▶ What to do
All entries below are to be reproduced exactly.

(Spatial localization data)

————

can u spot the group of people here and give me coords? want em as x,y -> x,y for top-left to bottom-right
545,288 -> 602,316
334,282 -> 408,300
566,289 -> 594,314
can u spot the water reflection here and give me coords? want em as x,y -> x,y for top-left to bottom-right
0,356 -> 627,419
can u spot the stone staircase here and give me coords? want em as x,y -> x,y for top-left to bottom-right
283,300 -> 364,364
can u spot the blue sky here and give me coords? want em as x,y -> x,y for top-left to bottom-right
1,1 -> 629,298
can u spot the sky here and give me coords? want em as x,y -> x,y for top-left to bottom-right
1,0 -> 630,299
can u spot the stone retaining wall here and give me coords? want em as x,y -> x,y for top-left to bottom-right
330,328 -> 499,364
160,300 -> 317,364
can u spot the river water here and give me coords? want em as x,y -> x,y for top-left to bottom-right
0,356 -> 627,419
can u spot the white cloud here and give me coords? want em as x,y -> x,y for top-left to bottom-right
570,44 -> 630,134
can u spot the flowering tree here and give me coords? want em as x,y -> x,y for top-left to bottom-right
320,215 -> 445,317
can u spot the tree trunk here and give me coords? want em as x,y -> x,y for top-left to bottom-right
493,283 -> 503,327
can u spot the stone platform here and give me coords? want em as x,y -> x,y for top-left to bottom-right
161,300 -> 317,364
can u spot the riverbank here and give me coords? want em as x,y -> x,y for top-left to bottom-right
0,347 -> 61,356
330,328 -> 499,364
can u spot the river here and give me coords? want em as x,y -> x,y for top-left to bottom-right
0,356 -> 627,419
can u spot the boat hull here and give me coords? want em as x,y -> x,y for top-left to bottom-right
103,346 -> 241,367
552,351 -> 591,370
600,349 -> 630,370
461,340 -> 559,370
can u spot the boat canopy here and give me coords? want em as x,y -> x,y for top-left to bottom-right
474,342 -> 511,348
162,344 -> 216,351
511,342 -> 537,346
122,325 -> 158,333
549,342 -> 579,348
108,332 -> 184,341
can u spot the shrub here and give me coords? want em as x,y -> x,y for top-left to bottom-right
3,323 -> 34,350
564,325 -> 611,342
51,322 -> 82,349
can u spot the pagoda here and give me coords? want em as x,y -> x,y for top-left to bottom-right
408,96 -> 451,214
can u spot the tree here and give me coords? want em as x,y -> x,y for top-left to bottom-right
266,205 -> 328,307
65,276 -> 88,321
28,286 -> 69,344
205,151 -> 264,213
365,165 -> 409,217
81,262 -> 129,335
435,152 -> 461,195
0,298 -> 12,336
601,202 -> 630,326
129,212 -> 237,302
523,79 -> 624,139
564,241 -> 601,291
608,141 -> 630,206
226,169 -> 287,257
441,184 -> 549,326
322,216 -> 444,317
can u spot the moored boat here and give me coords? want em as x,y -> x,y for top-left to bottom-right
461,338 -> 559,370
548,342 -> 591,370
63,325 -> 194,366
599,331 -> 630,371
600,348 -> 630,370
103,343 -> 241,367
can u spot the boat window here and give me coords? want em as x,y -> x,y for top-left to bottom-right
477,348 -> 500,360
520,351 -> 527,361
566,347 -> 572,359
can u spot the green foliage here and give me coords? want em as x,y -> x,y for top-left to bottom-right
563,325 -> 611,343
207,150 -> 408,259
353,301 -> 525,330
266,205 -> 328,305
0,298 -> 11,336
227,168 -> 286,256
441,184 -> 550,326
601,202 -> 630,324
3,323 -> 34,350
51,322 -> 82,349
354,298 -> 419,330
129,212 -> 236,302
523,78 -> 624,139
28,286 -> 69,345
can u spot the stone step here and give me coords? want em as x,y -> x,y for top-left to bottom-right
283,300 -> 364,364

————

▶ Your response
can u spot the group of people here and give me coords? want em as x,y -> x,y for top-left to bottom-right
545,288 -> 602,316
334,282 -> 408,300
566,289 -> 594,314
can u spot the water reflection here and give me coords? want em as x,y -> x,y for top-left to bottom-right
0,356 -> 627,419
can u spot the stone staircase here and give me coords? want em as x,y -> x,y for top-left to bottom-right
283,300 -> 364,364
can u spot the blue sky here and give me coords? want em as x,y -> x,y for top-left to bottom-right
1,1 -> 629,298
can u spot the sky here and give me coords? want em as x,y -> x,y for top-left to bottom-right
1,0 -> 630,299
can u spot the stone retaining wall here and give me coords? want em as x,y -> x,y for top-left to bottom-right
330,328 -> 499,364
160,300 -> 317,364
can u spot the river water here and give me coords? want em as x,y -> x,y for top-left to bottom-right
0,356 -> 627,419
can u spot the white cloud here and give me coords? want em as x,y -> x,y for top-left to bottom-right
570,44 -> 630,134
can u spot the flowering tree here and give me coords? want em as x,y -> x,y for top-left to bottom-right
320,215 -> 445,317
can u spot the tree trunk here and give me coords? want em as x,y -> x,y for top-left to bottom-right
493,283 -> 503,327
can u spot the stone platform here and give me coords? want em as x,y -> x,y for top-left to bottom-right
161,300 -> 317,364
can u spot the riverbank here and give me coords? want em as x,y -> x,y for top-left to bottom-right
0,347 -> 61,356
330,328 -> 499,364
can u spot the river here and give me coords? want em as x,y -> x,y for top-left to bottom-right
0,356 -> 627,419
can u spot the boat hull here and give me coords? want em as x,y -> x,y for top-left to bottom-right
103,346 -> 241,367
552,351 -> 591,370
600,349 -> 630,370
461,340 -> 559,370
can u spot the boat canopy here and give me coords? want em as x,y -> x,y for top-left to bottom-right
474,342 -> 511,348
162,344 -> 216,351
511,342 -> 537,346
122,325 -> 158,333
549,342 -> 579,348
108,332 -> 184,341
can u spot the shrub here and give me coords? want em as x,y -> x,y for top-left to bottom-right
3,323 -> 34,350
564,325 -> 611,342
51,322 -> 82,349
can u spot the pagoda here and give me coords? want em as x,y -> x,y for top-left to bottom-right
408,96 -> 451,214
can u spot the tree here and give me coords? want em as x,y -> x,y for top-left to bottom-right
266,205 -> 328,307
65,276 -> 88,321
28,286 -> 69,344
205,151 -> 264,213
365,165 -> 409,217
81,262 -> 129,335
435,152 -> 461,195
0,298 -> 12,336
601,202 -> 630,326
129,212 -> 237,302
523,79 -> 624,139
564,241 -> 601,291
608,141 -> 630,206
226,169 -> 287,257
441,184 -> 549,326
322,216 -> 444,317
can u spot the moored boat here and give me coords? want em as x,y -> x,y for top-left to bottom-right
461,338 -> 559,370
548,342 -> 591,370
63,325 -> 194,366
599,331 -> 630,371
600,348 -> 630,370
103,343 -> 241,367
can u spot the boat window here and give me coords? want em as x,y -> x,y for top-left to bottom-right
477,348 -> 500,360
520,351 -> 527,361
566,347 -> 572,359
can u spot the green foliage here and give me coords? want em as x,y -> x,y for top-left to bottom-right
563,325 -> 611,343
207,150 -> 408,259
353,301 -> 525,330
266,205 -> 328,305
0,298 -> 11,336
227,168 -> 286,256
441,184 -> 550,326
601,202 -> 630,324
3,323 -> 34,350
51,322 -> 82,349
354,298 -> 419,330
129,212 -> 236,302
523,78 -> 624,139
28,286 -> 69,345
can u spot the stone step here and give me coords? want em as x,y -> x,y for top-left to bottom-right
283,300 -> 364,364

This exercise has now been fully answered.